Task directions: Go through the records underneath and count the lines that include the string "segment". Give nothing but the number.

====== Record extracts

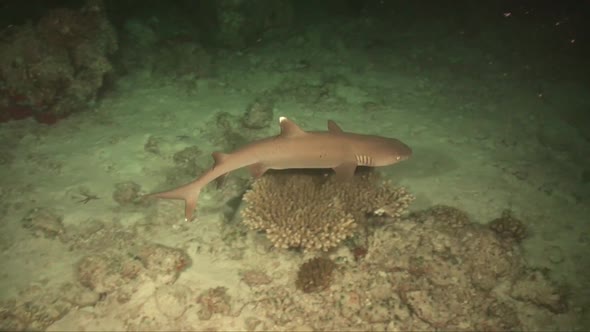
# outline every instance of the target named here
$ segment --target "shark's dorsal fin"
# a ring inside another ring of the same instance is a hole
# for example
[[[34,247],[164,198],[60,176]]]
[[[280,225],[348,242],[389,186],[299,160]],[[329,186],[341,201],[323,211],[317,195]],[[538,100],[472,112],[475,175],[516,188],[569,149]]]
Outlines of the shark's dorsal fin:
[[[332,121],[332,120],[328,120],[328,131],[332,134],[342,134],[344,133],[344,131],[342,130],[342,128],[340,128],[339,125],[336,124],[336,122]]]
[[[305,131],[299,128],[295,122],[287,119],[284,116],[279,118],[279,125],[281,126],[281,136],[282,137],[295,137],[305,135]]]

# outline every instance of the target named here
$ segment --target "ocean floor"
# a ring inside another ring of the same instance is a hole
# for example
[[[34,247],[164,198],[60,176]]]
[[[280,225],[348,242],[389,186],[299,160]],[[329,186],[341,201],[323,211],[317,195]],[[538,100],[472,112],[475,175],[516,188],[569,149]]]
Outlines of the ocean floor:
[[[53,126],[0,124],[0,324],[55,331],[589,327],[590,141],[563,116],[584,107],[584,88],[536,78],[541,89],[523,64],[482,62],[476,50],[449,47],[429,62],[432,51],[419,43],[371,51],[333,43],[318,48],[295,37],[280,47],[220,52],[209,75],[187,81],[139,70],[91,112]],[[272,119],[245,127],[245,112],[260,100],[271,101]],[[328,252],[337,267],[318,293],[295,286],[299,267],[316,253],[273,248],[241,224],[246,171],[207,188],[192,223],[183,221],[181,202],[138,199],[195,178],[213,151],[277,134],[280,116],[305,130],[326,130],[331,119],[414,151],[378,172],[416,197],[410,211],[418,214],[367,230],[366,256],[344,243]],[[418,222],[433,206],[463,211],[473,223],[465,232],[479,235],[459,240],[461,232]],[[526,226],[520,243],[480,226],[507,210]],[[438,255],[437,241],[457,246],[458,265],[429,258]],[[510,267],[497,284],[473,286],[461,262],[483,257],[490,243],[503,248]],[[396,270],[416,252],[426,266]],[[455,282],[437,281],[443,270]],[[507,283],[514,271],[519,281]],[[463,300],[442,299],[451,289],[465,291]],[[476,302],[488,309],[478,311]]]

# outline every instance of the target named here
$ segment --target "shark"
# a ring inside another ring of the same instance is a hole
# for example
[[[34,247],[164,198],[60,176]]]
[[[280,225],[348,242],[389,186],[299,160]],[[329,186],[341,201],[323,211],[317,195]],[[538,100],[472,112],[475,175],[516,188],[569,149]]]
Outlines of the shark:
[[[194,181],[146,197],[183,200],[185,220],[192,221],[201,190],[243,167],[254,178],[269,169],[333,169],[338,180],[347,181],[358,166],[389,166],[412,155],[412,149],[398,139],[345,132],[332,120],[328,120],[327,131],[304,131],[286,117],[279,118],[279,126],[276,136],[253,141],[229,154],[213,152],[214,165]]]

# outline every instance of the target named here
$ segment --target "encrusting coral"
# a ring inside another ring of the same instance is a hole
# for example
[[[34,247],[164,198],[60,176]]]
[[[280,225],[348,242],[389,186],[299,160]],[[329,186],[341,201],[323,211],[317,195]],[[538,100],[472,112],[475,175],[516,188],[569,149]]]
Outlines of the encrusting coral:
[[[397,219],[406,212],[414,197],[377,180],[375,173],[346,182],[323,174],[269,173],[244,195],[243,221],[266,231],[276,247],[326,251],[370,215]]]
[[[521,242],[527,237],[525,224],[512,215],[510,210],[502,211],[502,216],[488,224],[499,237],[507,240]]]
[[[335,268],[336,264],[329,258],[312,258],[299,267],[295,286],[305,293],[324,290],[330,286]]]

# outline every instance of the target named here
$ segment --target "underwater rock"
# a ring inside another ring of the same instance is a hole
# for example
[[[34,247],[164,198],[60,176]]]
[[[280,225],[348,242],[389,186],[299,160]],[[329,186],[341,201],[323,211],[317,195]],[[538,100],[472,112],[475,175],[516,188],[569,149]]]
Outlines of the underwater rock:
[[[207,289],[197,297],[197,303],[201,305],[197,313],[200,320],[209,320],[214,314],[228,315],[231,311],[231,297],[225,287]]]
[[[414,212],[413,217],[420,222],[431,218],[452,229],[463,228],[471,223],[467,213],[448,205],[434,205],[424,211]]]
[[[469,222],[463,211],[436,206],[377,230],[360,268],[384,271],[388,283],[379,293],[387,294],[390,287],[401,301],[368,293],[370,302],[390,303],[401,314],[391,319],[401,329],[413,329],[414,315],[429,329],[481,330],[485,324],[519,329],[518,320],[507,325],[486,320],[483,308],[488,294],[518,278],[522,263],[512,245]],[[506,310],[508,315],[516,309]]]
[[[289,28],[294,21],[290,1],[203,0],[196,12],[206,42],[243,49],[254,45],[278,28]]]
[[[487,305],[488,317],[480,324],[476,324],[477,331],[517,331],[521,322],[514,306],[499,300],[492,300]],[[485,323],[484,323],[485,322]]]
[[[0,121],[2,122],[2,121]],[[5,143],[6,144],[6,143]],[[14,161],[14,155],[7,148],[0,149],[0,165],[9,166]]]
[[[154,280],[172,284],[180,272],[191,265],[188,254],[181,249],[150,243],[137,250],[135,257],[143,264]]]
[[[159,287],[154,296],[160,312],[168,318],[177,319],[189,307],[191,293],[188,287],[174,284]]]
[[[203,171],[203,168],[199,166],[200,157],[201,150],[197,146],[189,146],[176,152],[172,160],[182,173],[195,176]]]
[[[23,217],[22,223],[23,227],[31,230],[35,236],[66,240],[62,216],[52,208],[34,208]]]
[[[302,294],[301,280],[259,287],[258,328],[559,330],[579,319],[561,289],[527,268],[515,243],[466,216],[438,207],[372,229],[365,258],[339,263],[321,293]]]
[[[71,309],[73,304],[61,292],[33,285],[15,299],[0,302],[0,331],[43,331]]]
[[[552,245],[545,247],[543,250],[545,256],[549,261],[553,264],[560,264],[564,261],[565,257],[563,256],[563,249],[560,246]]]
[[[262,129],[270,126],[273,119],[274,103],[268,98],[259,98],[248,106],[242,118],[242,124],[250,129]]]
[[[100,0],[52,8],[35,21],[12,26],[0,41],[7,96],[0,98],[0,119],[33,116],[53,124],[97,99],[112,71],[117,33]]]
[[[469,255],[464,261],[465,266],[469,266],[466,272],[473,286],[482,290],[493,289],[499,279],[514,277],[521,263],[504,242],[489,233],[482,228],[463,238],[464,253]]]
[[[143,145],[143,150],[153,154],[160,154],[160,139],[154,136],[148,137]]]
[[[244,128],[235,128],[234,124],[239,124],[240,119],[237,116],[227,112],[220,112],[215,115],[214,123],[211,126],[212,132],[210,139],[215,145],[223,146],[224,150],[232,151],[242,146],[244,142],[251,141],[251,138],[246,137]]]
[[[522,301],[547,308],[553,313],[567,311],[567,301],[559,289],[541,271],[535,270],[516,281],[510,290],[510,296]]]
[[[322,291],[332,283],[335,268],[336,264],[331,259],[312,258],[299,267],[295,286],[305,293]]]
[[[492,220],[488,226],[502,239],[521,242],[527,237],[525,224],[512,216],[510,210],[502,211],[502,216]]]
[[[196,91],[196,80],[211,76],[213,56],[190,37],[162,38],[154,47],[150,50],[154,77],[184,83],[184,90],[190,93]]]
[[[115,251],[86,256],[76,267],[78,282],[96,293],[111,293],[142,272],[140,262]]]
[[[254,269],[242,271],[240,272],[240,276],[240,280],[250,287],[268,285],[272,282],[272,278],[268,274]]]
[[[113,199],[121,206],[135,205],[140,202],[141,186],[133,181],[120,182],[115,184]]]
[[[434,298],[428,291],[409,291],[405,293],[404,297],[411,311],[431,325],[443,324],[453,317],[452,306],[449,306],[445,301]]]

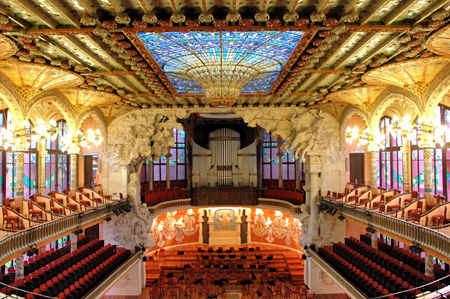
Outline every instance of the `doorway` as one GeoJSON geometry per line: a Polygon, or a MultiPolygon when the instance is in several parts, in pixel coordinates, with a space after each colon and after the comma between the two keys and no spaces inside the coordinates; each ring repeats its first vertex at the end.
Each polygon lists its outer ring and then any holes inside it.
{"type": "Polygon", "coordinates": [[[364,184],[364,153],[350,154],[350,183],[364,184]]]}

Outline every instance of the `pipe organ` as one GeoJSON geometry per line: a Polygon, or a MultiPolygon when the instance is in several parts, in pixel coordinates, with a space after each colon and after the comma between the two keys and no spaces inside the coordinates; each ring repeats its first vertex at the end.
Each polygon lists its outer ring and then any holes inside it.
{"type": "Polygon", "coordinates": [[[240,134],[228,128],[211,132],[209,148],[192,146],[194,187],[256,187],[256,141],[240,148],[240,134]]]}

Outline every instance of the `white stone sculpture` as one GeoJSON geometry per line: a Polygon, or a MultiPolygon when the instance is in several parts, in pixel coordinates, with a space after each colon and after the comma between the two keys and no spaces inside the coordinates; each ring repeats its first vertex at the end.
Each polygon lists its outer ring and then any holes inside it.
{"type": "Polygon", "coordinates": [[[147,13],[142,16],[142,21],[149,24],[156,24],[158,22],[158,17],[154,13],[147,13]]]}
{"type": "Polygon", "coordinates": [[[270,15],[267,13],[267,11],[257,12],[255,14],[255,20],[256,22],[267,22],[270,20],[270,15]]]}
{"type": "Polygon", "coordinates": [[[239,22],[241,20],[241,14],[237,11],[230,12],[227,14],[226,20],[232,23],[239,22]]]}
{"type": "Polygon", "coordinates": [[[284,14],[283,20],[285,22],[295,22],[298,20],[298,14],[295,11],[290,11],[284,14]]]}
{"type": "Polygon", "coordinates": [[[349,13],[341,18],[341,22],[345,22],[345,23],[354,23],[358,20],[359,20],[359,16],[356,13],[356,11],[354,11],[354,10],[351,13],[349,13]]]}
{"type": "Polygon", "coordinates": [[[186,16],[182,13],[174,13],[170,16],[170,20],[174,23],[181,24],[186,21],[186,16]]]}
{"type": "MultiPolygon", "coordinates": [[[[114,120],[109,129],[105,157],[111,170],[129,167],[128,196],[132,198],[132,210],[111,221],[114,240],[121,245],[154,245],[149,233],[153,219],[146,204],[141,205],[140,170],[145,159],[158,159],[168,154],[174,145],[173,129],[182,129],[177,119],[185,118],[184,109],[138,110],[114,120]]],[[[132,246],[131,248],[133,248],[132,246]]]]}
{"type": "Polygon", "coordinates": [[[209,11],[204,11],[198,16],[198,19],[202,23],[211,23],[214,21],[214,16],[209,11]]]}

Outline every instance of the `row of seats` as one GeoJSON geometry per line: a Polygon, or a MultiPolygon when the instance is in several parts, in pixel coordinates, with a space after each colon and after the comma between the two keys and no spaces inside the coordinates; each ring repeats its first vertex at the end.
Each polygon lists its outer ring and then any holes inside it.
{"type": "MultiPolygon", "coordinates": [[[[304,182],[300,182],[300,189],[302,189],[302,185],[304,185],[304,182]]],[[[284,181],[283,180],[283,189],[295,189],[296,182],[295,180],[290,181],[284,181]]],[[[279,188],[279,181],[278,180],[263,180],[262,181],[262,187],[263,188],[279,188]]]]}
{"type": "Polygon", "coordinates": [[[382,275],[380,271],[374,269],[360,270],[351,261],[346,260],[328,247],[320,248],[319,254],[347,279],[353,282],[361,291],[366,293],[368,297],[388,296],[389,298],[410,299],[416,294],[421,293],[421,291],[414,290],[414,286],[397,276],[391,279],[391,276],[386,275],[386,273],[382,275]],[[410,291],[402,293],[399,296],[393,295],[396,291],[405,290],[410,291]]]}
{"type": "MultiPolygon", "coordinates": [[[[170,188],[187,188],[187,181],[181,180],[181,181],[170,181],[170,188]]],[[[161,182],[153,182],[153,191],[157,190],[166,190],[167,189],[167,182],[161,181],[161,182]]],[[[145,195],[147,192],[150,192],[150,184],[148,182],[141,183],[141,195],[145,195]]]]}
{"type": "Polygon", "coordinates": [[[150,191],[145,195],[147,206],[153,206],[167,200],[186,198],[183,189],[169,189],[160,191],[150,191]]]}
{"type": "MultiPolygon", "coordinates": [[[[84,235],[80,235],[77,237],[78,248],[83,246],[87,242],[89,242],[89,238],[85,237],[84,235]]],[[[58,250],[51,248],[46,252],[38,254],[35,257],[30,257],[27,261],[24,261],[24,275],[28,275],[34,271],[37,271],[40,268],[43,268],[44,266],[56,261],[60,257],[68,254],[70,252],[70,242],[68,242],[68,244],[66,245],[67,246],[64,246],[58,250]]],[[[0,274],[0,282],[4,284],[9,284],[15,280],[16,268],[12,266],[9,267],[7,271],[8,273],[4,276],[0,274]]]]}
{"type": "MultiPolygon", "coordinates": [[[[344,245],[342,243],[333,246],[333,251],[343,258],[353,261],[355,265],[361,269],[361,271],[367,271],[376,276],[376,281],[379,281],[380,277],[387,276],[391,280],[396,280],[397,278],[402,279],[402,281],[408,282],[410,285],[419,286],[423,285],[425,282],[425,275],[422,272],[417,271],[412,268],[405,268],[405,266],[400,267],[394,265],[389,259],[372,259],[372,255],[363,255],[357,250],[344,245]],[[355,260],[356,259],[356,260],[355,260]],[[380,263],[377,263],[379,261],[380,263]]],[[[400,264],[404,265],[404,264],[400,264]]]]}
{"type": "Polygon", "coordinates": [[[264,197],[266,198],[279,198],[290,203],[300,205],[303,203],[303,194],[299,190],[286,190],[286,189],[266,189],[264,190],[264,197]]]}
{"type": "Polygon", "coordinates": [[[415,273],[416,271],[422,273],[425,272],[425,259],[421,259],[420,256],[415,255],[412,252],[410,252],[408,260],[400,260],[397,255],[393,256],[386,254],[385,252],[377,250],[353,237],[346,238],[345,244],[361,254],[371,256],[375,262],[385,268],[390,268],[393,272],[397,273],[402,271],[402,269],[407,270],[409,273],[415,273]]]}

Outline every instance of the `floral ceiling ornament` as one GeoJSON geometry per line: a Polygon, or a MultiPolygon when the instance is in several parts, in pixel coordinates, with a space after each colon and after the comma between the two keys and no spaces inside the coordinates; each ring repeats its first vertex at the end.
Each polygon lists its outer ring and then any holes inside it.
{"type": "Polygon", "coordinates": [[[148,24],[155,25],[156,23],[158,23],[158,17],[153,12],[146,13],[145,15],[142,16],[142,21],[148,24]]]}
{"type": "Polygon", "coordinates": [[[166,244],[165,240],[175,239],[181,243],[184,236],[194,235],[200,227],[192,209],[189,209],[184,215],[180,215],[178,220],[176,219],[177,211],[168,212],[165,215],[166,218],[160,220],[159,223],[157,219],[154,219],[151,227],[150,238],[159,247],[166,244]]]}
{"type": "Polygon", "coordinates": [[[267,22],[268,20],[270,20],[270,15],[267,13],[267,11],[261,11],[261,12],[257,12],[255,14],[255,20],[256,22],[267,22]]]}
{"type": "Polygon", "coordinates": [[[298,20],[298,14],[295,11],[290,11],[284,14],[283,21],[286,23],[295,22],[298,20]]]}
{"type": "Polygon", "coordinates": [[[226,20],[231,23],[239,22],[241,19],[241,14],[237,11],[230,12],[226,17],[226,20]]]}
{"type": "Polygon", "coordinates": [[[182,13],[173,13],[170,16],[170,21],[177,23],[177,24],[182,24],[186,21],[186,16],[182,13]]]}
{"type": "Polygon", "coordinates": [[[95,26],[95,24],[97,24],[97,19],[91,17],[87,12],[85,12],[80,19],[80,23],[84,26],[95,26]]]}
{"type": "Polygon", "coordinates": [[[325,14],[323,12],[313,12],[311,14],[311,22],[313,23],[319,23],[319,22],[323,22],[325,21],[327,17],[325,16],[325,14]]]}
{"type": "Polygon", "coordinates": [[[121,12],[116,16],[117,24],[128,25],[131,22],[130,16],[126,12],[121,12]]]}
{"type": "Polygon", "coordinates": [[[0,24],[6,25],[9,23],[9,18],[5,15],[0,14],[0,24]]]}
{"type": "Polygon", "coordinates": [[[214,21],[214,16],[209,11],[204,11],[198,16],[198,19],[201,23],[209,24],[214,21]]]}
{"type": "Polygon", "coordinates": [[[349,14],[346,14],[340,19],[340,22],[345,23],[354,23],[359,20],[359,15],[356,13],[356,11],[352,11],[349,14]]]}

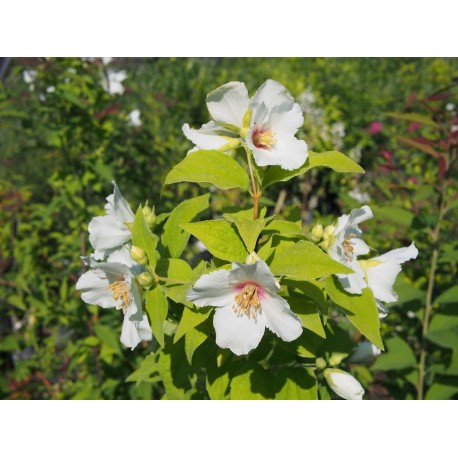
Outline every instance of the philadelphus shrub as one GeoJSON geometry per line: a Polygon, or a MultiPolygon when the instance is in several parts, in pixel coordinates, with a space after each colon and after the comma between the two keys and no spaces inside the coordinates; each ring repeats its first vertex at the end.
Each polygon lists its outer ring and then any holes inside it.
{"type": "Polygon", "coordinates": [[[373,216],[367,205],[325,228],[304,229],[294,212],[268,216],[268,186],[314,167],[364,172],[338,151],[308,151],[300,106],[280,83],[266,81],[251,98],[243,83],[224,84],[207,108],[199,129],[183,125],[194,146],[164,186],[238,188],[252,206],[197,221],[207,193],[169,214],[148,203],[134,213],[114,183],[105,214],[89,223],[82,299],[122,311],[125,346],[153,340],[128,380],[154,380],[167,399],[362,399],[348,364],[367,359],[357,356],[363,346],[373,357],[383,350],[384,303],[397,300],[393,284],[415,245],[367,258],[359,228],[373,216]],[[185,261],[191,235],[211,261],[185,261]],[[344,316],[366,341],[354,343],[344,316]]]}

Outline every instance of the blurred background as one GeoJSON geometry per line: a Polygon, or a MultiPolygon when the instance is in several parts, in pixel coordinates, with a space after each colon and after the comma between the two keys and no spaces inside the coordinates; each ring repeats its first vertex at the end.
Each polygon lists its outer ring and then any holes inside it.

============

Result: 5